[Material for this task Boundary: Start]

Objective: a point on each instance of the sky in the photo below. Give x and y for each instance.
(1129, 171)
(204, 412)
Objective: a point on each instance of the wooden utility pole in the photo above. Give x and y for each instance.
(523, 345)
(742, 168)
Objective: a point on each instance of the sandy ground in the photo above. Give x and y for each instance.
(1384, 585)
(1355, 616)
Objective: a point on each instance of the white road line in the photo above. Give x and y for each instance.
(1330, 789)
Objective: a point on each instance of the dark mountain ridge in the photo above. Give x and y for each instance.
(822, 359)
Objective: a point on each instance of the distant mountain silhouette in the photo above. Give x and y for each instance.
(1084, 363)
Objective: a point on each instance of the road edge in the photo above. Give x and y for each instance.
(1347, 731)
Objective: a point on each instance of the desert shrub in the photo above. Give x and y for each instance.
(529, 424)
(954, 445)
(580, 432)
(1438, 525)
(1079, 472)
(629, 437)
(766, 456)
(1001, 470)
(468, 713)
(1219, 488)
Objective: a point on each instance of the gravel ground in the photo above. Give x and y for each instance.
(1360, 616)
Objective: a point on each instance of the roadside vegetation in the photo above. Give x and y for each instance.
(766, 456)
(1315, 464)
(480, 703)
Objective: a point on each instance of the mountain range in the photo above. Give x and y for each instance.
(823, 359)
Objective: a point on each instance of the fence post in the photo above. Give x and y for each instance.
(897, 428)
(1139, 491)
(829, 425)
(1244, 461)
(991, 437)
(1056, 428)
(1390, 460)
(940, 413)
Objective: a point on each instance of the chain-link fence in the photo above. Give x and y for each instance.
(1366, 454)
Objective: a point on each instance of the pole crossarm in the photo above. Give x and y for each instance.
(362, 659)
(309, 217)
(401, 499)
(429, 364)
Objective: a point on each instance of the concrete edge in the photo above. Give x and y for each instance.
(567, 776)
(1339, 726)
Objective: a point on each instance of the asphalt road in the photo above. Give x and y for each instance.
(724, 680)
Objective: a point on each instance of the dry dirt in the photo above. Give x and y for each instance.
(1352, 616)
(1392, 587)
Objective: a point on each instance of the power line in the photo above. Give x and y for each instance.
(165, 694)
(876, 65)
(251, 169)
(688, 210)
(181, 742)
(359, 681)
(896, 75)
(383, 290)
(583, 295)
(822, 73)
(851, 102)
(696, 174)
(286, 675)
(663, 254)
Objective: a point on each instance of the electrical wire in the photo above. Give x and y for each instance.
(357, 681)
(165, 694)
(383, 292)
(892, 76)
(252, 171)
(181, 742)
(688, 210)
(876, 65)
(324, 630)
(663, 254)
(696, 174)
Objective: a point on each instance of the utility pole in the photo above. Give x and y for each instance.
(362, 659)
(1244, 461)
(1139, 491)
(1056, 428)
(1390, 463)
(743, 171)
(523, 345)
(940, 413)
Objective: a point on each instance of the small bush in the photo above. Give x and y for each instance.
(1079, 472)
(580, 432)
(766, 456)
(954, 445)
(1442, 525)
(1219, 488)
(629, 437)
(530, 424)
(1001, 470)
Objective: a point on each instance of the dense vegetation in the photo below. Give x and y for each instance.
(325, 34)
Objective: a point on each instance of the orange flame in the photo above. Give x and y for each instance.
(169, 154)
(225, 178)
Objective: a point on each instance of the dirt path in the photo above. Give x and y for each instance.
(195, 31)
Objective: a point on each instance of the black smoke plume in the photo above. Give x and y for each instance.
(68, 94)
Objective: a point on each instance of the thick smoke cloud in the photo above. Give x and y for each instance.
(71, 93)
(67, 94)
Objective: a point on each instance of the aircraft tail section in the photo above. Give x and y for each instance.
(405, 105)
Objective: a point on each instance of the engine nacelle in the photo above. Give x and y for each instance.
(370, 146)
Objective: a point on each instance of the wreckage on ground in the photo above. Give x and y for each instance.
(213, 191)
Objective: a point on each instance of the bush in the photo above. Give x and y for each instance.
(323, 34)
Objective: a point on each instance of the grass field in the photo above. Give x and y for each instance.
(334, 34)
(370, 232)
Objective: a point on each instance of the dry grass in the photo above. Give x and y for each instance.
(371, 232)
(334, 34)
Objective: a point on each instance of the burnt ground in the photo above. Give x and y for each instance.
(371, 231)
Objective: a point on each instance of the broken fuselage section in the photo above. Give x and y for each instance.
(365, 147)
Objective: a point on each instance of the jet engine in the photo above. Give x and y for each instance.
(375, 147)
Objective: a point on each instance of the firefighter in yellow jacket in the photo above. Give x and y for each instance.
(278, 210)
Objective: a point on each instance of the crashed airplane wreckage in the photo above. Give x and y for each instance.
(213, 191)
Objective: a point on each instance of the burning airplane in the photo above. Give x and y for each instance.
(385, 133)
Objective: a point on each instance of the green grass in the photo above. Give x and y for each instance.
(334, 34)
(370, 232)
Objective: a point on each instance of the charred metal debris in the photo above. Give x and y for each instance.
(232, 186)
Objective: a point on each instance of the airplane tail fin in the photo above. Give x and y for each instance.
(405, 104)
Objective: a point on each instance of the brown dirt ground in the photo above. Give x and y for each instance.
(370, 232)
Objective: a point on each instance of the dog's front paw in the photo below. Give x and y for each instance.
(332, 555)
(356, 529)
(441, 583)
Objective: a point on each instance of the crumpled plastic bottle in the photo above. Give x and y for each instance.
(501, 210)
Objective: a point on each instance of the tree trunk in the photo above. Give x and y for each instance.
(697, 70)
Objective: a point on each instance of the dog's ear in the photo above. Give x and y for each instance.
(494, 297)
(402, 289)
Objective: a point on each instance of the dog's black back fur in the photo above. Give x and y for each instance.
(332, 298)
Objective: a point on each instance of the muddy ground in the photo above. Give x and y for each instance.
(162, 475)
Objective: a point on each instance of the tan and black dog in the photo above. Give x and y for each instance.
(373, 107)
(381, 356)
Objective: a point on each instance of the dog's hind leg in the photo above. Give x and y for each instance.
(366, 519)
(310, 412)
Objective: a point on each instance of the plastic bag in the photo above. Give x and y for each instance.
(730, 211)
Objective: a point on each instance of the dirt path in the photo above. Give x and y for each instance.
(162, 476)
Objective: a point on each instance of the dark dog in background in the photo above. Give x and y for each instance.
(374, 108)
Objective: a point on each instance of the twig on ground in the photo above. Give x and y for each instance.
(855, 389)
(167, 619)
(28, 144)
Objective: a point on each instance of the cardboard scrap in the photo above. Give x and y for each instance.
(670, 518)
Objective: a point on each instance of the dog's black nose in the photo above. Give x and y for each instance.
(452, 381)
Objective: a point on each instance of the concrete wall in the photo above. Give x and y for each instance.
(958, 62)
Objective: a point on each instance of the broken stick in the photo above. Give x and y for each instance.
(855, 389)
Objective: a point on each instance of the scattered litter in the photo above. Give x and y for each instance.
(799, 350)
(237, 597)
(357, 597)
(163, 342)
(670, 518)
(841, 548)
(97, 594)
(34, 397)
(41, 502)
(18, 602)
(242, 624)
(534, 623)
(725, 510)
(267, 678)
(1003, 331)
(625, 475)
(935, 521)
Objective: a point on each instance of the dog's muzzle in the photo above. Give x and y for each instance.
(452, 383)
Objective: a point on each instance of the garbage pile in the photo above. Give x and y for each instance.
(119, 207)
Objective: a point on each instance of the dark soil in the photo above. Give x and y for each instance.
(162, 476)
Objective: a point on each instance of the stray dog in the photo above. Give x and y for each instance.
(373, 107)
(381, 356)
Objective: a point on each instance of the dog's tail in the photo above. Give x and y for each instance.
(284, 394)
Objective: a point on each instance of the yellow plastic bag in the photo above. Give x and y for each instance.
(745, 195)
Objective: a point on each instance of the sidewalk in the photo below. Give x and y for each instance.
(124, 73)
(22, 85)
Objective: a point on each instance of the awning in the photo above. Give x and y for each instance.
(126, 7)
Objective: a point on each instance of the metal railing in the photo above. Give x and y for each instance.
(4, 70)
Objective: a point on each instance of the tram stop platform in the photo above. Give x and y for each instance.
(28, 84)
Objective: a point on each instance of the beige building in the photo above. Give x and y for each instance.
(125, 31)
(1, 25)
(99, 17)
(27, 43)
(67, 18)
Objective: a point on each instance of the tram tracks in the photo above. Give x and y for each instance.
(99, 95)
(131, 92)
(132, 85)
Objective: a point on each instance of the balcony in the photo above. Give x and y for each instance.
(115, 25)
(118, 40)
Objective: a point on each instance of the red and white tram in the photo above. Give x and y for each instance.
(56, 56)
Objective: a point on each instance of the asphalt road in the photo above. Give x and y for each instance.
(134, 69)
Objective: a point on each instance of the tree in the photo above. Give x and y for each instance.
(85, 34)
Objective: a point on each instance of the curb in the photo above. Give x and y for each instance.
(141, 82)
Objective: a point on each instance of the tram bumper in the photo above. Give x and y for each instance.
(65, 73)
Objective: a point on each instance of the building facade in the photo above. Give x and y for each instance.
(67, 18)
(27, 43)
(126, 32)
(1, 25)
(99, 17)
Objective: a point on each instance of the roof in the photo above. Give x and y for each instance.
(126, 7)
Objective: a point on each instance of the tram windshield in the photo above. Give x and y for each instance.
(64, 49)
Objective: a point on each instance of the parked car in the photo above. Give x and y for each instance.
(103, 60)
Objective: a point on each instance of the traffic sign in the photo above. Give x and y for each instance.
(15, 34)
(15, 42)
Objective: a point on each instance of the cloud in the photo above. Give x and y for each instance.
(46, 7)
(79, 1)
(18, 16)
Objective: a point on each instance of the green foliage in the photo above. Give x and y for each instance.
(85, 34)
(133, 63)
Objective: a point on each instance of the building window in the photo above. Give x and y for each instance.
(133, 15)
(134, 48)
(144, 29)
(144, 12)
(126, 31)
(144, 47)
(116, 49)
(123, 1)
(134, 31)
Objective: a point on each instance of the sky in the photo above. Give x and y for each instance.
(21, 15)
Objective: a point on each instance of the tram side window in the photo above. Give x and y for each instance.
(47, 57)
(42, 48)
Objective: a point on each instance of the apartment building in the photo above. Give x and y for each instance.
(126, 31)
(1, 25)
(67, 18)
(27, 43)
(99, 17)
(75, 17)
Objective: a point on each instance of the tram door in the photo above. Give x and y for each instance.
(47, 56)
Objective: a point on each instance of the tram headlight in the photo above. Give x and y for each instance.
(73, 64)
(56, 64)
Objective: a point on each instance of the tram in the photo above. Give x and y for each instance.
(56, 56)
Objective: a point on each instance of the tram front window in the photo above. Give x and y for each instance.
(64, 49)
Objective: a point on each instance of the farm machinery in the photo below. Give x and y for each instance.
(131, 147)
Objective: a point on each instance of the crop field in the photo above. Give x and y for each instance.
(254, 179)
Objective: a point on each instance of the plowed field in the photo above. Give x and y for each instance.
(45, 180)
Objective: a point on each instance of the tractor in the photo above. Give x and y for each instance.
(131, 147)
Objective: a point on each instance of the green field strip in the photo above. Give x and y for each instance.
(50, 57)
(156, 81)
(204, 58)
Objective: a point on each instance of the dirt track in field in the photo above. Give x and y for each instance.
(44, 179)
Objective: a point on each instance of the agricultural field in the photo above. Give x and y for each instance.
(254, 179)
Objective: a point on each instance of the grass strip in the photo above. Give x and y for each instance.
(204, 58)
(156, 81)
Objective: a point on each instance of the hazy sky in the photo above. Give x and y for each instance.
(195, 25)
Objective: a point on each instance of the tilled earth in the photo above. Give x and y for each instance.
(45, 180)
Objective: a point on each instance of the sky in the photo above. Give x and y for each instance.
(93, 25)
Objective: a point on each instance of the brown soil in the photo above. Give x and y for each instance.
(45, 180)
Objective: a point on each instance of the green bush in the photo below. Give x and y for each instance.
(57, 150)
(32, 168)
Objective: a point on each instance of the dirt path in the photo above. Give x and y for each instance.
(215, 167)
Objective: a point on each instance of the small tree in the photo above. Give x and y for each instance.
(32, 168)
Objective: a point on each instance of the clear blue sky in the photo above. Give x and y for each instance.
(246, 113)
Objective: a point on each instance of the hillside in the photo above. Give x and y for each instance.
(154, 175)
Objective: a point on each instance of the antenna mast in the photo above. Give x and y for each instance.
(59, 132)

[Material for this task Boundary: End]

• The problem
Only the lines from the one with "Objective: a point on each instance of the antenna" through the final line above belong in the answer, each retyped exactly.

• Answer to this problem
Objective: a point on each instance of the antenna mast in the photo above. Give x and y for each instance.
(59, 132)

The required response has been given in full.